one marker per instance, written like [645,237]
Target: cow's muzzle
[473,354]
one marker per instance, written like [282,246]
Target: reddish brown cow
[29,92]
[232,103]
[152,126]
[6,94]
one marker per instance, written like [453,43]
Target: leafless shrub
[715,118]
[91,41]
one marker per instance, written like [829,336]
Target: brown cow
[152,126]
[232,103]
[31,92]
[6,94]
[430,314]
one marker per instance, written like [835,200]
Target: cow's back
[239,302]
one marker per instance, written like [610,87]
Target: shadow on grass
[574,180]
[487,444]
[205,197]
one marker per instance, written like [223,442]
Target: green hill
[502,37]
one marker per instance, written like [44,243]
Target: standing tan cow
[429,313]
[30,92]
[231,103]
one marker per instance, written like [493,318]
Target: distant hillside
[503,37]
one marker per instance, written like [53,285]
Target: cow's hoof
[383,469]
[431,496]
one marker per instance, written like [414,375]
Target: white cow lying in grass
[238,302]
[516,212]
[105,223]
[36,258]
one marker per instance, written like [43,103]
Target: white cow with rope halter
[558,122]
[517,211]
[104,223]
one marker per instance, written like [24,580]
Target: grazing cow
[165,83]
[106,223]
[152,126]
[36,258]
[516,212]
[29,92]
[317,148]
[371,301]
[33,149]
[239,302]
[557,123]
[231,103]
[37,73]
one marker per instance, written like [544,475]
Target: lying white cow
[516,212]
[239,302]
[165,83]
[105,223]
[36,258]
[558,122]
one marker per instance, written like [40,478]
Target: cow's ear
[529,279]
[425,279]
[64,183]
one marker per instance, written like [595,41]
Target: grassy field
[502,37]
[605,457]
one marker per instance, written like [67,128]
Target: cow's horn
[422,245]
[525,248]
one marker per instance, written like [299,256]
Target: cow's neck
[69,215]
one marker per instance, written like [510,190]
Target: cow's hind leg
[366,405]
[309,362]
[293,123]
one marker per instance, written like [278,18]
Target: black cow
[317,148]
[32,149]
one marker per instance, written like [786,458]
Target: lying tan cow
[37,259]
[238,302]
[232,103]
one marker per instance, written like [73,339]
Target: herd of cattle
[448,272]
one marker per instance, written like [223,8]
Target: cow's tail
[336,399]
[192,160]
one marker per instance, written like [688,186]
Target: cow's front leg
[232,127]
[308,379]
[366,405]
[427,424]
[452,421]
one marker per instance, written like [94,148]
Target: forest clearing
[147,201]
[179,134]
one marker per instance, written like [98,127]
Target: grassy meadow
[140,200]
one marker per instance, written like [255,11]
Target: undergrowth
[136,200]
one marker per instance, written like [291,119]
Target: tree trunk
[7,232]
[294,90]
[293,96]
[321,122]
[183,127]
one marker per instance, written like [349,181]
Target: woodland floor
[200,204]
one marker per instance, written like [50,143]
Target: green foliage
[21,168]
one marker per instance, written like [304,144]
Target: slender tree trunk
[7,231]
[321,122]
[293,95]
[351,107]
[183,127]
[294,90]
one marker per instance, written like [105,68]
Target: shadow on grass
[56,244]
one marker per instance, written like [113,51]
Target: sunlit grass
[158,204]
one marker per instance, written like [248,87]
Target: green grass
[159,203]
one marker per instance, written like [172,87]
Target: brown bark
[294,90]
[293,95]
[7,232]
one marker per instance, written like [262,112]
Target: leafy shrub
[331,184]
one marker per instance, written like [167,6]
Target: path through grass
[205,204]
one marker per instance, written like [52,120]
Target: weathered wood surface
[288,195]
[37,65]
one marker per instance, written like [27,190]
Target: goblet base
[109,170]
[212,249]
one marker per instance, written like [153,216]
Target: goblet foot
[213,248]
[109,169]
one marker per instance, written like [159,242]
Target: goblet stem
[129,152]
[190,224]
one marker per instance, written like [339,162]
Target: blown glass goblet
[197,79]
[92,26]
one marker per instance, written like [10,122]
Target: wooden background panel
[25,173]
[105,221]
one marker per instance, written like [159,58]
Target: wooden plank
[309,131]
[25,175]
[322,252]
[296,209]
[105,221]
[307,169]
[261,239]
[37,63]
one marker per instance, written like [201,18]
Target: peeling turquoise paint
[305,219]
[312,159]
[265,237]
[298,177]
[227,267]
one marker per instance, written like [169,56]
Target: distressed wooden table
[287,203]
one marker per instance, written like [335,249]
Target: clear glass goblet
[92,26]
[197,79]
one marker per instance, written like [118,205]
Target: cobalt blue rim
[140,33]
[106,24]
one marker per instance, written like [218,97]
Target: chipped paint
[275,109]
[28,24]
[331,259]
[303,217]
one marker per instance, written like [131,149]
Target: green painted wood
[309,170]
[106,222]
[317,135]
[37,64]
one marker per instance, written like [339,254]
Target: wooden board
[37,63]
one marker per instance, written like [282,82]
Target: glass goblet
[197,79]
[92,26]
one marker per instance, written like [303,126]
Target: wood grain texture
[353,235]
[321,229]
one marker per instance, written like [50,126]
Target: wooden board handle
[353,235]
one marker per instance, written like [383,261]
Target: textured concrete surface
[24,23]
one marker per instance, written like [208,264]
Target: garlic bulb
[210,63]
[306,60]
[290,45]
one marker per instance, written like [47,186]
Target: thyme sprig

◆ Written instruction
Return every record, word for word.

◆ Task result
one marker per instance, written like [645,237]
Target: cow's muzzle
[473,354]
one marker per instance, written like [282,246]
Target: reddish brown cow
[29,92]
[232,103]
[152,126]
[6,94]
one marker per instance, written like [453,43]
Target: leafless shrub
[715,118]
[91,41]
one marker per instance, written like [829,336]
Target: brown cow
[152,126]
[232,103]
[31,92]
[6,94]
[430,314]
one marker per instance, written like [835,200]
Target: cow's back
[239,302]
one marker per instance, written like [610,87]
Target: shadow on grass
[574,180]
[487,444]
[205,197]
one marker per instance, written like [223,442]
Target: green hill
[502,37]
one marker per instance, written like [44,243]
Target: standing tan cow
[429,313]
[30,92]
[231,103]
one marker per instance, written like [493,318]
Target: distant hillside
[503,37]
one marker per instance, written like [53,285]
Target: cow's hoof
[383,469]
[431,496]
one marker per instance, written like [414,375]
Target: white cow lying in grass
[238,302]
[516,212]
[105,223]
[36,258]
one marker per instance, written like [43,103]
Target: white cow with rope halter
[558,122]
[517,211]
[104,223]
one marker per instance, written like [24,580]
Target: grazing cow
[165,83]
[106,223]
[152,126]
[36,258]
[516,212]
[29,92]
[317,148]
[371,301]
[33,149]
[239,302]
[557,123]
[231,103]
[37,73]
one marker per instance, written like [544,475]
Target: lying white cow
[516,212]
[239,302]
[165,83]
[105,223]
[36,258]
[558,122]
one marker per instance, written like [40,478]
Target: cow's ear
[529,279]
[425,279]
[64,183]
one marker per instance, written like [595,41]
Target: grassy field
[502,37]
[605,457]
one marker per instance, written like [67,128]
Target: cow's horn
[422,245]
[525,248]
one marker per instance, written like [299,256]
Target: cow's neck
[69,215]
one marker per instance, written like [510,190]
Target: cow's hind leg
[366,405]
[309,362]
[293,123]
one marker per instance, written like [278,18]
Target: black cow
[317,148]
[32,149]
one marker per instance, written like [786,458]
Target: lying tan cow
[37,259]
[238,302]
[232,103]
one marker per instance, written like [73,339]
Target: herd of cattle
[448,272]
one marker per instance, written like [223,8]
Target: cow's tail
[336,399]
[192,160]
one marker per instance, written like [688,186]
Target: cow's front leg
[232,127]
[308,379]
[366,405]
[427,424]
[452,421]
one marker per instance, written like [94,148]
Target: forest clearing
[147,201]
[179,134]
one marker per instance, written like [98,127]
Target: grassy meadow
[140,200]
one marker per instance, written like [255,11]
Target: undergrowth
[136,200]
one marker per instance, written like [291,119]
Target: tree trunk
[7,232]
[294,90]
[293,96]
[321,122]
[183,127]
one marker per instance, written like [349,181]
Target: woodland floor
[200,204]
one marker per instance, written like [50,143]
Target: green foliage
[21,168]
one marker per instance, written like [304,144]
Target: slender tree trunk
[7,231]
[321,122]
[293,95]
[351,107]
[183,127]
[294,90]
one marker per instance, written like [105,68]
Target: shadow on grass
[56,244]
one marker per instance, written like [113,51]
Target: sunlit grass
[158,204]
one marker per instance, written like [248,87]
Target: green grass
[159,203]
one marker per instance, written like [172,87]
Target: brown bark
[294,90]
[293,95]
[7,232]
one marker per instance, written like [262,112]
Target: leafy shrub
[331,184]
one marker per instance, written like [167,6]
Target: path through grass
[205,204]
one marker per instance, written like [52,120]
Target: weathered wood surface
[288,195]
[37,65]
one marker per instance, written like [27,190]
Target: goblet base
[109,170]
[212,249]
one marker per instance, written like [153,216]
Target: goblet foot
[213,248]
[109,169]
one marker per instance, written like [159,242]
Target: goblet stem
[129,152]
[190,224]
one marker per instance, written like [339,162]
Target: blown glass goblet
[197,79]
[92,26]
one marker per instance, written like [10,122]
Target: wooden background panel
[25,173]
[105,221]
one marker per instance, written like [159,58]
Target: wooden plank
[309,131]
[25,175]
[322,252]
[296,209]
[105,221]
[307,169]
[261,239]
[37,63]
one marker per instance, written like [201,18]
Target: peeling turquoise paint
[305,219]
[312,159]
[265,237]
[298,177]
[227,267]
one marker per instance, written like [169,56]
Target: distressed wooden table
[287,203]
one marker per instance, written like [335,249]
Target: clear glass goblet
[92,26]
[197,79]
one marker per instance, written like [118,205]
Target: cobalt blue rim
[140,33]
[106,24]
one marker per instance, written like [218,97]
Target: chipped paint
[275,109]
[28,24]
[331,259]
[303,217]
one marker per instance, written like [131,149]
Target: green painted wood
[309,170]
[106,222]
[317,135]
[37,64]
one marker per instance, written like [339,254]
Target: wooden board
[37,63]
one marker per instance, written like [282,82]
Target: glass goblet
[197,79]
[92,26]
one marker per instance, written like [303,126]
Target: wood grain texture
[353,235]
[321,229]
one marker per instance, written like [50,126]
Target: wooden board handle
[353,235]
one marker per instance, written like [383,261]
Target: textured concrete surface
[24,23]
one marker per instance, written like [208,264]
Target: garlic bulb
[210,63]
[306,60]
[290,45]
one marker per instance, written like [47,186]
Target: thyme sprig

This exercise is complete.